* _EXCERPT_:
Standout Sustainability Cred
Along with championing regenerative agriculture through their near-exclusive use of industrial hemp, Jungmaven is committed to expanding its use of natural dyes. And since they know that it feels better to pass unwanted household goods on to someone who needs it, rather than just throw it away, the company uses Craigslist and social media to either sell or give away product that is no longer needed.
Long-Term Goals
Along with creating exceptionally sustainable hemp products that inspire and empower others to help the planet, Jungmaven is developing ways to influence the entire economy toward a more environmentally sustainable model. They actively promote the use of regenerative hemp in other industries, such as food, medicine, building supplies, even oils, and plastics.
Why It Matters
“Asking ourselves how our actions today will affect our children’s children is the most important cultural shift in our lifetime. Every day, we spend hundreds if not thousands of dollars investing and voting for what we want our world to look like. But it’s the everyday purchases like food, electricity, clothing, etc. There is no better time than now to evaluate how these products impact our health, and what types of materials we should be utilizing to drive healthier lifestyles,” says Jungmaven founder Robert Jungmann
Our Pick
Cloud soft and blissfully breathable, with just a hint of nubby texture for warmth on cool nights, Jungmaven’s hemp bedding is tailor-made for mornings that last all afternoon.

* _GIVEN RECORDS_:

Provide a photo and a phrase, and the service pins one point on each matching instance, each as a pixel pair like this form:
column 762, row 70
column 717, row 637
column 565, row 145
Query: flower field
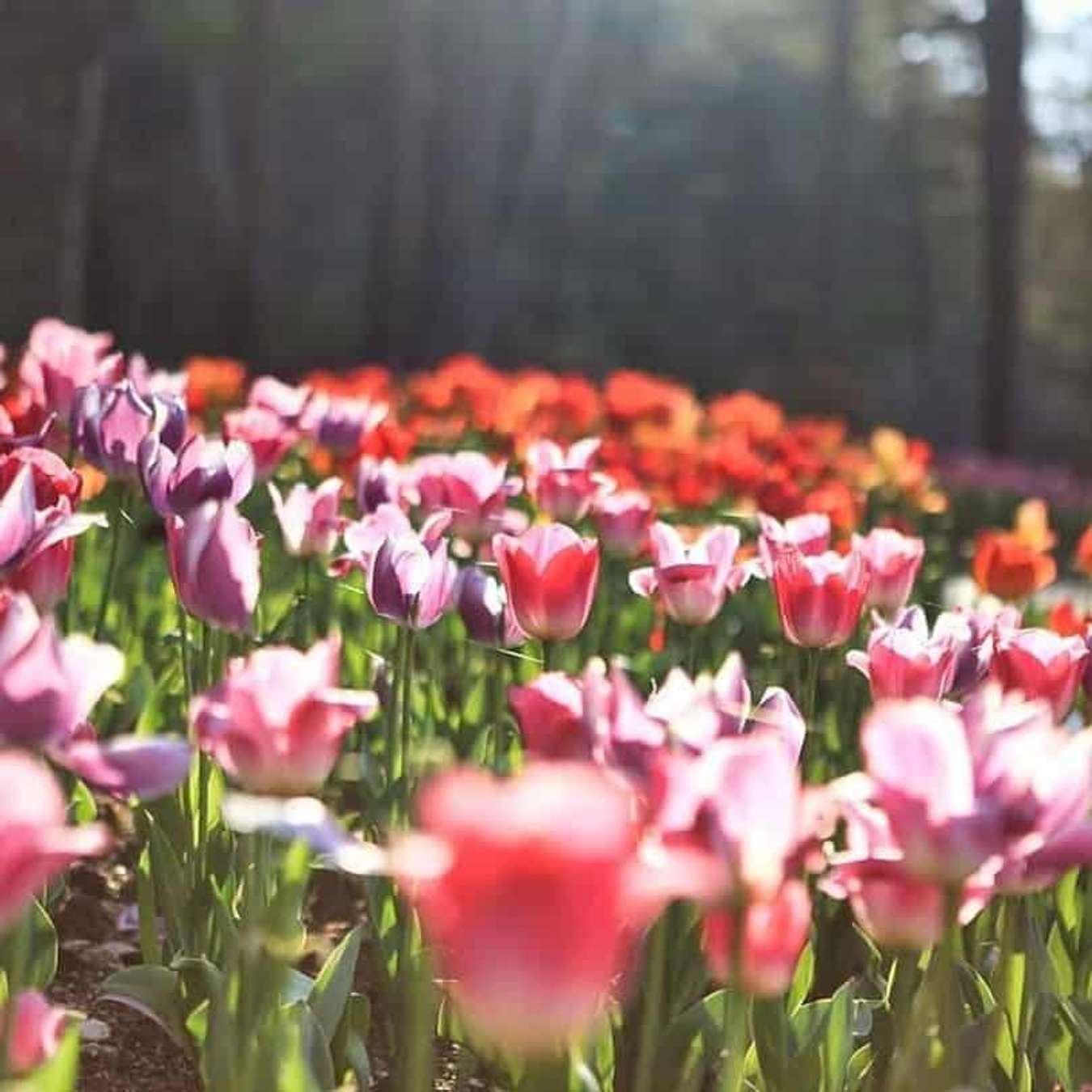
column 646, row 735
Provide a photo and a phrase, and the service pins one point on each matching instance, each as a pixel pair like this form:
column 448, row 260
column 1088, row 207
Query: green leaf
column 802, row 977
column 334, row 983
column 152, row 991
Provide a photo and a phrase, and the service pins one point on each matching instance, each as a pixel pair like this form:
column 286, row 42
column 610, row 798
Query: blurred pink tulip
column 213, row 555
column 623, row 521
column 892, row 561
column 202, row 470
column 109, row 424
column 774, row 933
column 269, row 437
column 468, row 485
column 36, row 1031
column 47, row 685
column 549, row 712
column 904, row 661
column 551, row 574
column 35, row 843
column 412, row 579
column 277, row 721
column 309, row 520
column 561, row 482
column 483, row 605
column 808, row 533
column 1041, row 664
column 819, row 599
column 524, row 893
column 692, row 581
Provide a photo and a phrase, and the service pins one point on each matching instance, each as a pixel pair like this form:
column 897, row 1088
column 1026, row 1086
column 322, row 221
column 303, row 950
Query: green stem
column 651, row 1008
column 112, row 565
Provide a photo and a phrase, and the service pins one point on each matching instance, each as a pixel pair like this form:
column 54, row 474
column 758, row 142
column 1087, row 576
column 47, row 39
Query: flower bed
column 626, row 730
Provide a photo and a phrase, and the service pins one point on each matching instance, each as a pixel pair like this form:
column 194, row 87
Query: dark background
column 854, row 205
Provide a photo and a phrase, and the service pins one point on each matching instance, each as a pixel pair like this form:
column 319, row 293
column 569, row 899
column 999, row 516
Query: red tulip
column 551, row 574
column 526, row 890
column 819, row 599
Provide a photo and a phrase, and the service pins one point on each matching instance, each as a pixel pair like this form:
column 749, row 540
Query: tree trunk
column 1004, row 147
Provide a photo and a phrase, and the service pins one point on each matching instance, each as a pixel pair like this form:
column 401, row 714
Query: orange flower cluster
column 739, row 448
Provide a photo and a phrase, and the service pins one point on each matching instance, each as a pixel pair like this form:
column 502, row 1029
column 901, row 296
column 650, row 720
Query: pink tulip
column 693, row 581
column 202, row 470
column 60, row 359
column 549, row 574
column 111, row 423
column 379, row 482
column 214, row 564
column 36, row 1031
column 38, row 527
column 696, row 712
column 468, row 485
column 483, row 605
column 892, row 561
column 904, row 661
column 562, row 483
column 1041, row 664
column 411, row 579
column 774, row 933
column 808, row 533
column 308, row 518
column 895, row 908
column 526, row 893
column 35, row 844
column 623, row 521
column 47, row 685
column 549, row 712
column 277, row 721
column 341, row 424
column 819, row 599
column 269, row 437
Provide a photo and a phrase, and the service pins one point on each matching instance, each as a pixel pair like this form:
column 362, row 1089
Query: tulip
column 1006, row 565
column 561, row 482
column 36, row 1031
column 549, row 574
column 35, row 844
column 277, row 721
column 341, row 424
column 109, row 424
column 623, row 521
column 468, row 485
column 549, row 712
column 269, row 437
column 378, row 482
column 693, row 581
column 214, row 564
column 904, row 661
column 308, row 518
column 892, row 561
column 819, row 599
column 1041, row 664
column 202, row 470
column 60, row 359
column 808, row 533
column 773, row 936
column 483, row 606
column 411, row 579
column 524, row 889
column 37, row 524
column 696, row 712
column 47, row 685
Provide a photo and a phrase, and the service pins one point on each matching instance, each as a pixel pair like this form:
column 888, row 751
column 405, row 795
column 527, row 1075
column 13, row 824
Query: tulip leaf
column 802, row 977
column 153, row 992
column 334, row 983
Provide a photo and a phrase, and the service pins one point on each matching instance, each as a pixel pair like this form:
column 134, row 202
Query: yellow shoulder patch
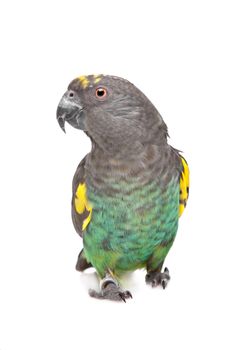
column 82, row 205
column 184, row 186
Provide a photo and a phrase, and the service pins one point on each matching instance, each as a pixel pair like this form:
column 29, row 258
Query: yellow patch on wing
column 184, row 186
column 84, row 81
column 82, row 204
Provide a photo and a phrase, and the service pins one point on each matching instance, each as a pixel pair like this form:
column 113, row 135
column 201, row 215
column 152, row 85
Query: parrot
column 130, row 190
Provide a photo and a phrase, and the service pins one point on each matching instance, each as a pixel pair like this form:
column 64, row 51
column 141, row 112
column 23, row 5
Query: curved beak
column 71, row 111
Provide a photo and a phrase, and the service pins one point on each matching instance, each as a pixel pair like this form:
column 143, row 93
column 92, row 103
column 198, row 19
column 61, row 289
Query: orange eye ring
column 101, row 93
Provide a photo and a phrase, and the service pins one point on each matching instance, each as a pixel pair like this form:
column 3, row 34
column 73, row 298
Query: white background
column 179, row 53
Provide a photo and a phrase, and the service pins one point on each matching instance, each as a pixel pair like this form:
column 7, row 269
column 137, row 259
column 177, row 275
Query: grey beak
column 69, row 110
column 61, row 116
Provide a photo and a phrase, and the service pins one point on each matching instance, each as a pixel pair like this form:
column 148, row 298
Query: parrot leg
column 157, row 277
column 110, row 290
column 82, row 263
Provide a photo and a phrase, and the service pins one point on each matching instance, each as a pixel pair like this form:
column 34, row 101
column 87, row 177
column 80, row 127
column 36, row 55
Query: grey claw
column 164, row 284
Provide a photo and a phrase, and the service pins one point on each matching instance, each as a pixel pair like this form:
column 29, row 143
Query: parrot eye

* _WORK REQUEST_: Copy out the entire Jungmaven passage word for word, including its headings.

* _SOLUTION FOR THIS TASK_:
Standout Sustainability Cred
Along with championing regenerative agriculture through their near-exclusive use of industrial hemp, Jungmaven is committed to expanding its use of natural dyes. And since they know that it feels better to pass unwanted household goods on to someone who needs it, rather than just throw it away, the company uses Craigslist and social media to either sell or give away product that is no longer needed.
Long-Term Goals
Along with creating exceptionally sustainable hemp products that inspire and empower others to help the planet, Jungmaven is developing ways to influence the entire economy toward a more environmentally sustainable model. They actively promote the use of regenerative hemp in other industries, such as food, medicine, building supplies, even oils, and plastics.
Why It Matters
“Asking ourselves how our actions today will affect our children’s children is the most important cultural shift in our lifetime. Every day, we spend hundreds if not thousands of dollars investing and voting for what we want our world to look like. But it’s the everyday purchases like food, electricity, clothing, etc. There is no better time than now to evaluate how these products impact our health, and what types of materials we should be utilizing to drive healthier lifestyles,” says Jungmaven founder Robert Jungmann
Our Pick
Cloud soft and blissfully breathable, with just a hint of nubby texture for warmth on cool nights, Jungmaven’s hemp bedding is tailor-made for mornings that last all afternoon.